Text start

3.3. Deployment models
3.3.1. Use Cases for the Fusion Plugin for Live Sentry
Replicate policy definitions between multiple Apache Sentry instances in different clusters using the Fusion Plugin for Live Sentry. Change Sentry policies in any cluster to enforce access to cluster resources with the same authorization rights in each environment.
4. Installation
4.1. Pre-requisites
4.1.1. System Requirements
Along with the standard product requirements that you can find on the WANdisco Fusion Deployment Checklist, you also need to ensure that your clusters:
-
Use Cloudera CDH 5.9.x to CDH 5.13.x (Note that builds for alternative CDH versions can be made available.)
-
Operate with Java 1.7
-
Have configured Cloudera CDH to use Kerberos or LDAP for user authentication (Note that the installation details here define steps for a Kerberized environment. Please contact WANdisco Inc. support for information on installation to a cluster that uses LDAP for user authentication.)
-
Use Apache Sentry for policy enforcement
4.1.2. Security Requirements
Prior to installation, establish the user identity that will be used by the WANdisco Sentry Proxy:
Add the system user wd-sentry-server
on each node where the proxy will run.
# adduser wd-sentry-user Enter
Establish Kerberos credentials for the wd-sentry-server
user.
# hdfs dfs -mkdir /user/wd-sentry-user Enter
# hdfs dfs -chown wd-sentry-user:wd-sentry-user /user/wd-sentry-user Enter
# hdfs dfs -chmod 755 /user/wd-sentry-user Enter
In the following instructions, <wd sentry proxy hostname>
represents the hostname of the WANdisco Sentry Proxy
server, and should be replaced with your actual hostname.
# ssh <kdc hostname> Enter
kadmin.local# addprinc -randkey wd-sentry-user/<wd sentry proxy hostname>@<REALM.COM> Enter
wd-sentry-proxy.keytab
file.kadmin.local# xst -norandkey -kt wd-sentry-proxy.keytab wd-sentry-user/<wd sentry proxy hostname>@<REALM.COM> Enter
# scp wd-sentry-proxy.keytab root@<wd sentry proxy hostname>:/etc/security/keytabs Enter
# chown sentry:sentry /etc/security/keytabs/wd-sentry-proxy.keytab Enter
4.1.3. Sentry Configuration Requirements
Ensure these configuration properties for Sentry in the sentry-site.xml
file are equivalent in replicated zones:
sentry.service.allow.connect
-
A comma-separated list of identities that are allowed to connect to the Sentry service. e.g.
hive,impala,hue,hdfs,solr,wd-sentry-user
. Additionally, this list must include the user identities that apply to the Sentry Proxy and Fusion server.
Note: If live-sentry proxy is installed by the Cloudera Manager thenlive_sentry
also needs to be added insentry.service.allow.connect
. sentry.service.admin.group
-
A comma-separated list of identities that have administrative privileges for the Sentry service. e.g.

Text end
Provided material start

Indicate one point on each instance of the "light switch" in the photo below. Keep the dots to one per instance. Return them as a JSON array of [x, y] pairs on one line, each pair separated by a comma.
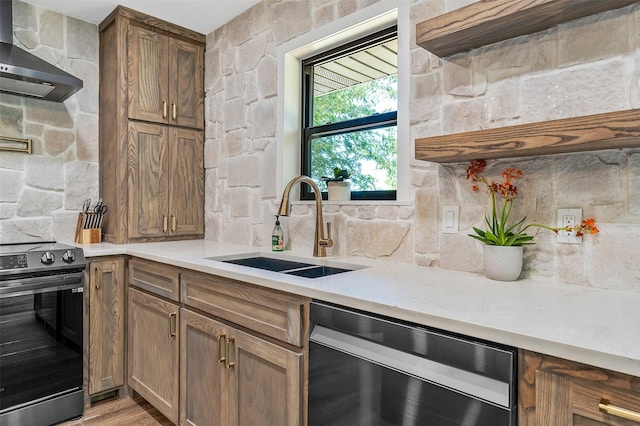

Provided material end

Rewrite the passage of the Live Sentry installation text between "4. Installation" and "for user authentication.)", inclusive, changing "Java 1.7" to "Java 1.8".

4. Installation
4.1. Pre-requisites
4.1.1. System Requirements
Along with the standard product requirements that you can find on the WANdisco Fusion Deployment Checklist, you also need to ensure that your clusters:
-
Use Cloudera CDH 5.9.x to CDH 5.13.x (Note that builds for alternative CDH versions can be made available.)
-
Operate with Java 1.8
-
Have configured Cloudera CDH to use Kerberos or LDAP for user authentication (Note that the installation details here define steps for a Kerberized environment. Please contact WANdisco Inc. support for information on installation to a cluster that uses LDAP for user authentication.)